### [ACTIVITY]
Of the records that follow, copy only the lines from the line containing "Object class to annotate: white hair" to the line containing "Object class to annotate: mist over mountain", both included, exactly as written.

[Saved entries]

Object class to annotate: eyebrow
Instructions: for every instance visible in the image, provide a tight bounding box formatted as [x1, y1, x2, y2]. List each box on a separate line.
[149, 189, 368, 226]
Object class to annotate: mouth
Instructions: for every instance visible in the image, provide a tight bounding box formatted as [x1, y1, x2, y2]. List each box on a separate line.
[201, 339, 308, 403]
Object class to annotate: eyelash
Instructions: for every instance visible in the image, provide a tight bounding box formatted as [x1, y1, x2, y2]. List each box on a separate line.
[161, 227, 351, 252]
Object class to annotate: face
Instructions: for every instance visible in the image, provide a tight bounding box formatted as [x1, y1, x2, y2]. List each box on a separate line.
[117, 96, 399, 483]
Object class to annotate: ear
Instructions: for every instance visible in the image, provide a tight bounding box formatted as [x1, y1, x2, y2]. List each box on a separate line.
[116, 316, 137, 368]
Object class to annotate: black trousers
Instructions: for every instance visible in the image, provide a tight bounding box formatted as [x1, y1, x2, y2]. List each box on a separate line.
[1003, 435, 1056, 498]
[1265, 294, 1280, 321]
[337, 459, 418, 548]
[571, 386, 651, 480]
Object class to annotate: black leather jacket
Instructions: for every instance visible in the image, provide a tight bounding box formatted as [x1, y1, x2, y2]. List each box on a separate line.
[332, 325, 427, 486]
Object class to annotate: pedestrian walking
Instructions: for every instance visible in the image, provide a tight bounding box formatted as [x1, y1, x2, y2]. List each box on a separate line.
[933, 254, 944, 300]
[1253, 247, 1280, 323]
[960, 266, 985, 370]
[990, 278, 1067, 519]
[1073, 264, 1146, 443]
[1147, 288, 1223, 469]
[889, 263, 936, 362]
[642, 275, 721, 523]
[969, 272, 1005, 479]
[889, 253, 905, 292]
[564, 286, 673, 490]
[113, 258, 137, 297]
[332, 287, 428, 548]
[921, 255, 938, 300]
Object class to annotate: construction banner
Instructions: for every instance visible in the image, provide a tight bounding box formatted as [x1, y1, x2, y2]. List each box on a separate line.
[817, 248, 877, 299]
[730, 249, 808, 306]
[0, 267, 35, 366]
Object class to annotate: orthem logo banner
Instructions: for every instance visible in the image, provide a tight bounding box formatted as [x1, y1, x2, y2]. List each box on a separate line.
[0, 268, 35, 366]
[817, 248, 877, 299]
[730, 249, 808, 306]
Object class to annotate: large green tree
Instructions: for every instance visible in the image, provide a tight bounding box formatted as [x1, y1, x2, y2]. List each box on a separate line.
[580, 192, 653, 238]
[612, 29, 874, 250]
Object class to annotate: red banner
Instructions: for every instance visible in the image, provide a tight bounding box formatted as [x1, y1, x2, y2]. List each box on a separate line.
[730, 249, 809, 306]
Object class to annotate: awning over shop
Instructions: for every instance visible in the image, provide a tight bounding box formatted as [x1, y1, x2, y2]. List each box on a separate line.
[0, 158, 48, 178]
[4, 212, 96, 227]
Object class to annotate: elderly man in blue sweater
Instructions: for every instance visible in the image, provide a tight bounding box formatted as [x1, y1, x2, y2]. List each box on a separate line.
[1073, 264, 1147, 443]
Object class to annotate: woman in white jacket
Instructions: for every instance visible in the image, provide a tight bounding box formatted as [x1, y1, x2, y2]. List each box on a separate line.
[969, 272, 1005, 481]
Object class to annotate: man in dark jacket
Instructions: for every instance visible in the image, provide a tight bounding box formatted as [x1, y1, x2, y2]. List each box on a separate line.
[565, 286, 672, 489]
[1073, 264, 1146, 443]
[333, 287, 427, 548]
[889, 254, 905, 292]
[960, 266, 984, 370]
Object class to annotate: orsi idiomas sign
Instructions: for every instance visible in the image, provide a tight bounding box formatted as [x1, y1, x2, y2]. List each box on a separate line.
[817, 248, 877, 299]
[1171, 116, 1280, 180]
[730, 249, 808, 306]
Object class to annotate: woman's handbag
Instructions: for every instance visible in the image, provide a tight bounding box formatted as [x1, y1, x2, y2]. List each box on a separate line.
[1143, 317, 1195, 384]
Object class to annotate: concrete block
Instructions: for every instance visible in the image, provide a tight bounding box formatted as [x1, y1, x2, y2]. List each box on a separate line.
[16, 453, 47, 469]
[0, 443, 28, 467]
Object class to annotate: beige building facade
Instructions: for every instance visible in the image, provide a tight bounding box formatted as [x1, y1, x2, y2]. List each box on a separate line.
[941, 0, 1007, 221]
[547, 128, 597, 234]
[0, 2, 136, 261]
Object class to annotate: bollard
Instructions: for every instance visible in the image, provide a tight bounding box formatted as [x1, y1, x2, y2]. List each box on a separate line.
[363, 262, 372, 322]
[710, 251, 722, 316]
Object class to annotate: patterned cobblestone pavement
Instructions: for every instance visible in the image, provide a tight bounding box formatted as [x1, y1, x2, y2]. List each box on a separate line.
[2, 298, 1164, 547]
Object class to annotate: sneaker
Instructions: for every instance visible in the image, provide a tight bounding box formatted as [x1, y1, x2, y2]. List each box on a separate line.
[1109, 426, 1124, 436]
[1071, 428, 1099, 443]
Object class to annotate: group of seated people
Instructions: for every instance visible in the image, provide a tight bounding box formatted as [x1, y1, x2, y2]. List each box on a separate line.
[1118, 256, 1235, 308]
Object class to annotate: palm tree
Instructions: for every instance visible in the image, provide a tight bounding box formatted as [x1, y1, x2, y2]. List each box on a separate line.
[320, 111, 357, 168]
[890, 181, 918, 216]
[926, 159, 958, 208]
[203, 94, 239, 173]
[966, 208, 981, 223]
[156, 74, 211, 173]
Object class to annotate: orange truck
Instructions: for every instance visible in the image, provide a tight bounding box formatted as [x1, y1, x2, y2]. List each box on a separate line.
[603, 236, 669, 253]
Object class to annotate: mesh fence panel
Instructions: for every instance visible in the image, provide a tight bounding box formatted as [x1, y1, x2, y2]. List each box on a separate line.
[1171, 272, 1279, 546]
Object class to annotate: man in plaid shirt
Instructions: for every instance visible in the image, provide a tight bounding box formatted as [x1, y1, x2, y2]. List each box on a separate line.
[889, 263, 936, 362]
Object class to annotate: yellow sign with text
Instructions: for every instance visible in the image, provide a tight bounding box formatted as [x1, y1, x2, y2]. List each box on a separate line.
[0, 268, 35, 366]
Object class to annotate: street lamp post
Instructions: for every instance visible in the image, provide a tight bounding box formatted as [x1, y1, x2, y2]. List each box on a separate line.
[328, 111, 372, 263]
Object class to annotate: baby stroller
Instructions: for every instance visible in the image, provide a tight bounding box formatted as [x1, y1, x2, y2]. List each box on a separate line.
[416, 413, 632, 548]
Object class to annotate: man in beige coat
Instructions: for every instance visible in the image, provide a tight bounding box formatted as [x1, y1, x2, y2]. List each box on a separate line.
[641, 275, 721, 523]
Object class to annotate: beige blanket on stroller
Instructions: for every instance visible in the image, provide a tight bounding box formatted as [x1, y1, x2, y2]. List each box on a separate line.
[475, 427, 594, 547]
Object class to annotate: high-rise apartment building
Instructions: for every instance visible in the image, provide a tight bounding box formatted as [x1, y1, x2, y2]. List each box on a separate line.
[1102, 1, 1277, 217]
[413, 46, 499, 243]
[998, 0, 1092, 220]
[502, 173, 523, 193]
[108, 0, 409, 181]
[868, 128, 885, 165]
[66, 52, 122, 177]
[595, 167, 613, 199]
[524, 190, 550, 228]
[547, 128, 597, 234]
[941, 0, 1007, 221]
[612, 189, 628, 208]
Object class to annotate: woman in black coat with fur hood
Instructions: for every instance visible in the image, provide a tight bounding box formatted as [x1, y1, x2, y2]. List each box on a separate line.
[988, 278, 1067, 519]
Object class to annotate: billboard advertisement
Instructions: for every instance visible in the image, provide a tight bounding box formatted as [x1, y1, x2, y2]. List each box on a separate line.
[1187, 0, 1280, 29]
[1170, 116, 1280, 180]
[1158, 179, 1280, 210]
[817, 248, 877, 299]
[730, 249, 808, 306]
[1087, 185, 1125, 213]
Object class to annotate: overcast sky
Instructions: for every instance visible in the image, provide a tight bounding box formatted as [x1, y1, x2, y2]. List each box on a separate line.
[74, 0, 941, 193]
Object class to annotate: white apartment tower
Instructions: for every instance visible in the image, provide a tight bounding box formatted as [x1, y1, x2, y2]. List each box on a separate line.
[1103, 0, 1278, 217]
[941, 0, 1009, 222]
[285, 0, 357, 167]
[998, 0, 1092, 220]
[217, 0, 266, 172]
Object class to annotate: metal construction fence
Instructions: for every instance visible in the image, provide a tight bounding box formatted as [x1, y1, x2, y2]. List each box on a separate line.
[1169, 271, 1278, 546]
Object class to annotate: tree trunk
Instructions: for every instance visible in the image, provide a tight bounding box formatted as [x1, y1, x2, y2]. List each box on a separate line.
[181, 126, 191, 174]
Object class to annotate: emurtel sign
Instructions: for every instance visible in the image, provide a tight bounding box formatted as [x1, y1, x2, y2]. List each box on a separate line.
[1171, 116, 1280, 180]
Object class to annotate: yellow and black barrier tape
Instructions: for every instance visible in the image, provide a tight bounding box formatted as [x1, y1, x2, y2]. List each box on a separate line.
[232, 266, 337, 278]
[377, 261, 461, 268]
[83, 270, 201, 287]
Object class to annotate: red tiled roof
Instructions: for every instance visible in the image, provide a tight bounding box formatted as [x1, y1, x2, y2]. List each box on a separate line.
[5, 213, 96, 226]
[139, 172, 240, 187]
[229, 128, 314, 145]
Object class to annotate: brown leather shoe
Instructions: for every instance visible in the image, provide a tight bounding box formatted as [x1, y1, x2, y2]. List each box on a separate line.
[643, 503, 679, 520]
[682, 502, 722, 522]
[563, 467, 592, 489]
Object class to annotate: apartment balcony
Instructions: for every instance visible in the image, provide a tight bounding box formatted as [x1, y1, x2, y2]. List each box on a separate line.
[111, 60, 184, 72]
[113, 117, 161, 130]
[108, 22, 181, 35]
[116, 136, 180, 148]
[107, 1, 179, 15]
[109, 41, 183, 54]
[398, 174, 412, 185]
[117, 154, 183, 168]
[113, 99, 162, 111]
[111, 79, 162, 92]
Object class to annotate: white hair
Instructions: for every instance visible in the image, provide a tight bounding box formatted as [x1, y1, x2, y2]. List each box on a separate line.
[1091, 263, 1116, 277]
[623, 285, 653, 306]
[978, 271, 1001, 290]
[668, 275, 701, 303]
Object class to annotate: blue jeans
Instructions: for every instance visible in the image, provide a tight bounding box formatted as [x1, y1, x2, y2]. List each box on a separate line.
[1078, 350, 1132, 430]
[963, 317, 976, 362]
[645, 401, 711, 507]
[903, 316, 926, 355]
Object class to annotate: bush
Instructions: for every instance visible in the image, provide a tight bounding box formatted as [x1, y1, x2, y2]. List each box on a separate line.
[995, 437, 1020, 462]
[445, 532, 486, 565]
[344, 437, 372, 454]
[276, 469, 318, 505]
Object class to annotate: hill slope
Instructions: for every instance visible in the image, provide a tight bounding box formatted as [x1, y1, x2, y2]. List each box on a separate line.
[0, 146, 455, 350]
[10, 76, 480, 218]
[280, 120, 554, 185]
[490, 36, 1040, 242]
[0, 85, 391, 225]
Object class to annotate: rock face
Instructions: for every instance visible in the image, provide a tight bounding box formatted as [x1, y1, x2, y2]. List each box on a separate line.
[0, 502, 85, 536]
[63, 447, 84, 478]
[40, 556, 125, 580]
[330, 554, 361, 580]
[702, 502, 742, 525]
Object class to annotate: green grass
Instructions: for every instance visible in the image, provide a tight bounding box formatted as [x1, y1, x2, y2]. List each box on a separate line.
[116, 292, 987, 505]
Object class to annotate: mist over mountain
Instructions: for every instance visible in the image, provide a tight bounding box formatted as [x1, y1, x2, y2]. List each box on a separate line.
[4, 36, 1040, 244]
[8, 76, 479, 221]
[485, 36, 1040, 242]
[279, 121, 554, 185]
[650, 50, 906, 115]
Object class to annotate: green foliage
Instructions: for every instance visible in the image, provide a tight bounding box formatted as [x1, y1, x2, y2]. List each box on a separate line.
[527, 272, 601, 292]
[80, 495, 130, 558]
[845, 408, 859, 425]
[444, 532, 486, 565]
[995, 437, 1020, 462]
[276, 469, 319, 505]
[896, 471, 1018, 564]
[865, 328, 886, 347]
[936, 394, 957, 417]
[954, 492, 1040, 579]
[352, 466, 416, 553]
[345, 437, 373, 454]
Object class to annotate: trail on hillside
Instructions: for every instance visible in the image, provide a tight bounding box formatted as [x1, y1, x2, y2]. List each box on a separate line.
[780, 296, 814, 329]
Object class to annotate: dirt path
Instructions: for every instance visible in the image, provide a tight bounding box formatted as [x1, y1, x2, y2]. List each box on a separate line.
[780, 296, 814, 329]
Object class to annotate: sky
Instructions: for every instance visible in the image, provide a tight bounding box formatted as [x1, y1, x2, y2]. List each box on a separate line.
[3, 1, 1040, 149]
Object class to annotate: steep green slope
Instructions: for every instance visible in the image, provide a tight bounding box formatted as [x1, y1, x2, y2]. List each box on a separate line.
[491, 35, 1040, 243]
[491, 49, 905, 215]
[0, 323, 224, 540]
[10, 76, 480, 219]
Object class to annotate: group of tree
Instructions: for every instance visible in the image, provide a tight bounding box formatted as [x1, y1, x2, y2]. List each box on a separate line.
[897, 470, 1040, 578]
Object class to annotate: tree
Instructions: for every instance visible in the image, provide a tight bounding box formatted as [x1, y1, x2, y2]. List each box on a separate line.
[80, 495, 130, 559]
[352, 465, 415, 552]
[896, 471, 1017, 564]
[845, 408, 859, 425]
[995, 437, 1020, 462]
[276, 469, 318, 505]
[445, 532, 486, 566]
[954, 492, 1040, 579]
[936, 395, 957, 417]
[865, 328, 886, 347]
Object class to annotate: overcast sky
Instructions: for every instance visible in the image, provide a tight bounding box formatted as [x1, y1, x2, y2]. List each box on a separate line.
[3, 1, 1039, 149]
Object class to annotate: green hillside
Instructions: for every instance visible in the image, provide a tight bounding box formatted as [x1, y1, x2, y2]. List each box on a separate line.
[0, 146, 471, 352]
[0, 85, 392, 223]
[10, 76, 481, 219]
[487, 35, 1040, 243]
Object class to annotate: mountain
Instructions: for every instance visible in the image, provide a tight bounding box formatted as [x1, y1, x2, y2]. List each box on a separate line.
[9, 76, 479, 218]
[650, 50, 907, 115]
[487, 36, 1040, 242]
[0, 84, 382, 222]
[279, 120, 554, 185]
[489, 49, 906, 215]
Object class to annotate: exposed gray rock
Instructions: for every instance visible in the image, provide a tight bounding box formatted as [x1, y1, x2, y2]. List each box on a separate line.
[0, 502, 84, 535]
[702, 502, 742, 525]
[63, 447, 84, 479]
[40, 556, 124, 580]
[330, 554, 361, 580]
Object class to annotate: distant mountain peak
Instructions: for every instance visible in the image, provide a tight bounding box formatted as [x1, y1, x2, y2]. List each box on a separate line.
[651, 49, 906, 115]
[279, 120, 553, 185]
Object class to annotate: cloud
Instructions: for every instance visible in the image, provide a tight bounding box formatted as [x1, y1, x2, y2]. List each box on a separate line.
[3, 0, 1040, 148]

### [TASK SOLUTION]
Object class to annotate: white hair
Instructions: for every instance visible in the image, provide a tight bounding box formatted as [x1, y1, x2, y2]. List each box on a separate line.
[1091, 263, 1116, 277]
[623, 285, 653, 306]
[978, 271, 1001, 290]
[668, 275, 701, 303]
Object class to annotate: blue jeans
Instructions: for every instance visible in the image, provide a tight bounding box formatted as [x1, y1, x2, y2]. List each box on a separate line.
[1078, 350, 1132, 430]
[963, 317, 976, 362]
[645, 401, 711, 507]
[903, 316, 926, 355]
Object class to annotate: bush
Instructions: for every instance visible in the image, provide a tight bounding box formatted as [x1, y1, x2, y2]. List each box on a separate line.
[995, 437, 1020, 462]
[445, 532, 486, 565]
[344, 437, 372, 454]
[276, 469, 318, 505]
Object class to annotate: hill slope
Instructions: for every instance visible in the image, provide a tight bounding box formatted as [x1, y1, x2, y2]. List each box on a separate line.
[0, 146, 455, 350]
[10, 76, 480, 218]
[280, 120, 554, 185]
[490, 36, 1040, 242]
[0, 85, 391, 225]
Object class to annotate: rock face
Instructions: for every instance visible in the image, provide a tight bounding box formatted as [x1, y1, x2, y2]. List each box on a separate line.
[0, 502, 85, 536]
[63, 447, 84, 478]
[40, 556, 125, 580]
[330, 554, 361, 580]
[702, 502, 742, 525]
Object class to annotate: green grass
Instructions: for every instance visible in the image, provide a tight bounding box formatted as [x1, y1, x2, y2]. List each box on a separate line.
[116, 292, 987, 505]
Object class to annotate: mist over mountain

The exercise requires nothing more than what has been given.